→ **Stated task**
Everything from the line containing "Would you mind indicating the pagoda" through the final line of the records must be transcribed verbatim; nothing else belongs in the result.

BEGIN Material supplied

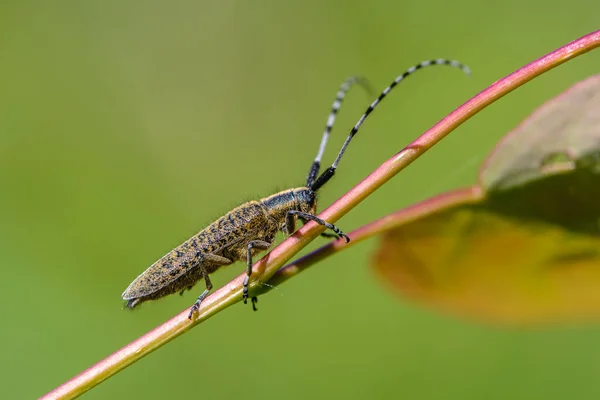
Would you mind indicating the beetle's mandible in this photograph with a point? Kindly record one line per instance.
(251, 227)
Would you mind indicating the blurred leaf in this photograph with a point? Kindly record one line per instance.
(523, 246)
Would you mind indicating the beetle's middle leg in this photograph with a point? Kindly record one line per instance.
(289, 221)
(213, 259)
(255, 244)
(324, 234)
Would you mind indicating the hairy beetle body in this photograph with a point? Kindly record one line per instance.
(251, 227)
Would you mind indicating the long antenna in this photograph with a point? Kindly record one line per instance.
(329, 172)
(341, 94)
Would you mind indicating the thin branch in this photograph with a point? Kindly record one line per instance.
(269, 264)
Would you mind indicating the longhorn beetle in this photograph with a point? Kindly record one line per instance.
(251, 227)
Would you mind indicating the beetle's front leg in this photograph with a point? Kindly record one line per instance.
(255, 244)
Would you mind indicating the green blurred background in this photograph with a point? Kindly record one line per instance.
(127, 126)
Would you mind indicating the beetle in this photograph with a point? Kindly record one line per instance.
(250, 228)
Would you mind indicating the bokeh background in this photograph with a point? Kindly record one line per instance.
(125, 127)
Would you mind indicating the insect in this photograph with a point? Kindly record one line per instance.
(250, 228)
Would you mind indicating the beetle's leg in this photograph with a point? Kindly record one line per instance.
(318, 220)
(255, 244)
(213, 259)
(183, 291)
(324, 234)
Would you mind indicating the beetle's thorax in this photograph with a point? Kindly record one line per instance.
(299, 199)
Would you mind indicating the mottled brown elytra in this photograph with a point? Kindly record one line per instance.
(251, 227)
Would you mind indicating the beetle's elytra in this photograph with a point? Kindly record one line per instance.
(251, 227)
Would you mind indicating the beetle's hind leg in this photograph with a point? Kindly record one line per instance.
(207, 258)
(255, 244)
(196, 305)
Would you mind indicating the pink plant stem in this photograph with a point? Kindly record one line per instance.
(270, 263)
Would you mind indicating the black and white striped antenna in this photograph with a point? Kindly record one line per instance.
(339, 98)
(329, 172)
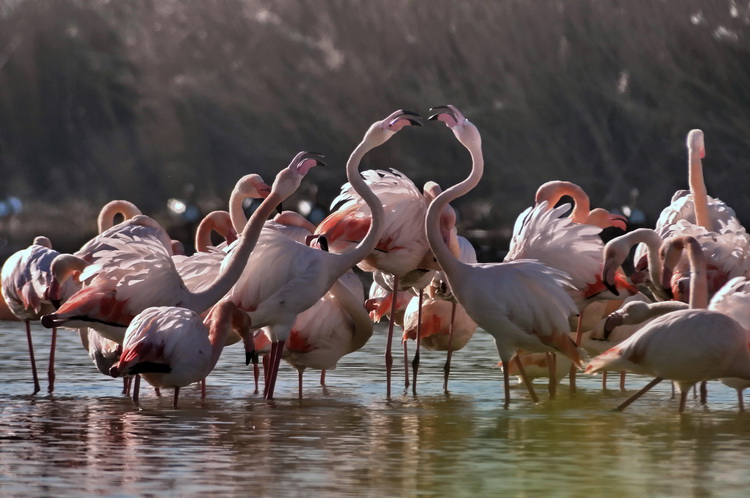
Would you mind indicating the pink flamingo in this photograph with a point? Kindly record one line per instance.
(26, 278)
(174, 347)
(686, 346)
(131, 277)
(283, 277)
(523, 304)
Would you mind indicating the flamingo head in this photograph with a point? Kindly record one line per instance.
(381, 131)
(253, 186)
(696, 144)
(290, 178)
(465, 131)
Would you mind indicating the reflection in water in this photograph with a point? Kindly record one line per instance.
(348, 439)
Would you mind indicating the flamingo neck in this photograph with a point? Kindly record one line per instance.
(359, 315)
(698, 280)
(552, 192)
(368, 243)
(106, 218)
(236, 260)
(236, 213)
(440, 249)
(698, 189)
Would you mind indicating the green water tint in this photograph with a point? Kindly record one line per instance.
(347, 439)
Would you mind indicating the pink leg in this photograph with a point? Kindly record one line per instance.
(526, 380)
(447, 367)
(406, 365)
(506, 383)
(640, 393)
(31, 356)
(136, 388)
(415, 362)
(51, 368)
(579, 333)
(389, 340)
(683, 397)
(256, 375)
(278, 346)
(552, 365)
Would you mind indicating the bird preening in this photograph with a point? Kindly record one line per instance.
(292, 290)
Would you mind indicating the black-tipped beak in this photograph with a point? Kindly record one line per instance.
(611, 288)
(412, 117)
(441, 109)
(251, 358)
(317, 156)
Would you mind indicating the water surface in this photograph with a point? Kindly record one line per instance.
(348, 439)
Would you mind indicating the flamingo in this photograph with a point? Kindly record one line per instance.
(284, 278)
(173, 347)
(571, 244)
(714, 224)
(26, 278)
(333, 327)
(523, 304)
(687, 346)
(131, 277)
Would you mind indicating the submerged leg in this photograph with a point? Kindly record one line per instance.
(640, 393)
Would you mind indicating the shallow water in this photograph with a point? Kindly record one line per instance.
(348, 439)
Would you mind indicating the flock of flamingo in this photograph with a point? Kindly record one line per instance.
(558, 303)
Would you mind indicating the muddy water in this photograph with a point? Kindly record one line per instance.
(348, 439)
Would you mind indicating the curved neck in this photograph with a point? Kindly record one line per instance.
(553, 191)
(358, 313)
(368, 243)
(106, 218)
(440, 249)
(698, 189)
(236, 260)
(236, 213)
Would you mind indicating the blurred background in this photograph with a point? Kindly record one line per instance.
(151, 100)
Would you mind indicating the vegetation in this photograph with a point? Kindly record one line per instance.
(135, 99)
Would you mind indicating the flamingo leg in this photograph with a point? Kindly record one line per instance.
(51, 367)
(388, 347)
(579, 333)
(276, 350)
(552, 365)
(526, 381)
(31, 356)
(136, 388)
(683, 397)
(447, 367)
(256, 376)
(415, 363)
(640, 393)
(406, 365)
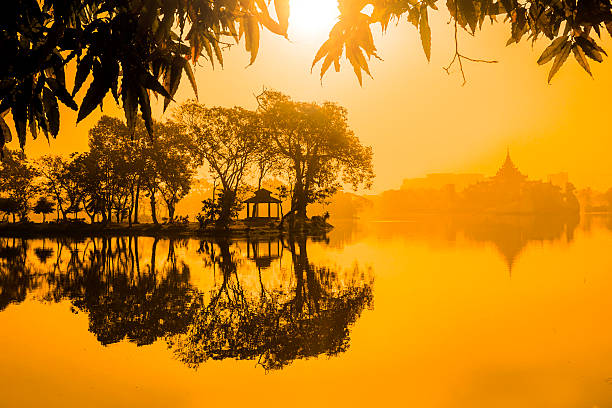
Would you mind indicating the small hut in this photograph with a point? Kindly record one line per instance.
(263, 252)
(263, 196)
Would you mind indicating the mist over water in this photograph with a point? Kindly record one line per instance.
(441, 311)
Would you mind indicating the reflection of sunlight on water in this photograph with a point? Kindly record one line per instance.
(450, 327)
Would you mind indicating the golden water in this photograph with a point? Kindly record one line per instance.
(493, 312)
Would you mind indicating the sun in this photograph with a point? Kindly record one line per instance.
(312, 19)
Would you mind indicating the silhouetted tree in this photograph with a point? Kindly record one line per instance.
(18, 181)
(226, 139)
(132, 47)
(43, 206)
(318, 149)
(9, 206)
(128, 47)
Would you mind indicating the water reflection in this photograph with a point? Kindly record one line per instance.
(304, 310)
(509, 234)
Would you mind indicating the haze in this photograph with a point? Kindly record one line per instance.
(417, 118)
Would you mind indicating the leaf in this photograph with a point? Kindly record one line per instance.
(425, 32)
(145, 109)
(51, 111)
(581, 58)
(559, 60)
(130, 103)
(95, 94)
(150, 82)
(172, 78)
(590, 48)
(282, 9)
(83, 68)
(5, 133)
(191, 77)
(62, 93)
(551, 50)
(467, 9)
(320, 53)
(252, 37)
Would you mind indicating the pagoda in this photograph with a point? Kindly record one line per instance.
(508, 172)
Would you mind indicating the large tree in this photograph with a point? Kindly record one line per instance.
(319, 151)
(130, 47)
(18, 181)
(226, 139)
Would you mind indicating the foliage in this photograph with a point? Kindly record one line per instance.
(128, 48)
(569, 25)
(134, 47)
(318, 150)
(226, 139)
(43, 206)
(18, 181)
(9, 206)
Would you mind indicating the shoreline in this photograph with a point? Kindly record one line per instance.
(190, 230)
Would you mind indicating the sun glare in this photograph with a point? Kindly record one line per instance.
(312, 18)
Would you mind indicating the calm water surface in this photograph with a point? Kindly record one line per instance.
(488, 312)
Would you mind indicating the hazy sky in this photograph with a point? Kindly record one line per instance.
(417, 118)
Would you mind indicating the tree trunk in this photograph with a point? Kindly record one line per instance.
(136, 202)
(153, 212)
(171, 210)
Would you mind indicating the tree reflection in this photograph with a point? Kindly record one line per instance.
(305, 313)
(16, 278)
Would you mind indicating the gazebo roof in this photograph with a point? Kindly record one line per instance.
(262, 196)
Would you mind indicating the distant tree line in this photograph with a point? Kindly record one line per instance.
(307, 147)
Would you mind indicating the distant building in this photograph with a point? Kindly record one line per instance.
(559, 179)
(510, 192)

END Material supplied

→ **Task output**
Would you mind indicating the pagoda in this photograph with a point? Kindly record one line per instance.
(508, 172)
Would you mind indicating the large tree in this photograph with a point? Kindly record one line per instance.
(319, 151)
(130, 47)
(18, 181)
(226, 139)
Would you mind indicating the foliage in this photograph with a point? Kindly record one line per instance.
(128, 48)
(569, 25)
(134, 47)
(318, 150)
(226, 139)
(43, 206)
(18, 181)
(9, 206)
Would you mind indicating the shoreline in this photograph with a point? Kindly record one line per instance.
(190, 230)
Would you mind indicating the sun glare in this photograph with a point? Kindly record one line per instance.
(312, 18)
Would you mind indicating the calm water surface in this photograph with a point? Kindly record one line per instance.
(488, 312)
Would you mind indicating the hazy sky in this photograph with a point? Kindly record one line per instance.
(417, 118)
Would you mind indicating the tree trunk in this photograph with a point? Kindly record one line per instance.
(136, 202)
(153, 212)
(171, 210)
Would you mind indicating the tree reflection in this photograph with a point? Kindly record one line per instance.
(305, 313)
(16, 278)
Would you mind indicating the gazebo roof in this photograph with a point? Kindly record one line per instance.
(262, 196)
Would you mind indicating the distant tree line in this photograph with a point? Kindly record one line per instance.
(307, 147)
Would you mind indicating the distant building in this photograph with a point? Kindly record one line per instance.
(559, 179)
(510, 192)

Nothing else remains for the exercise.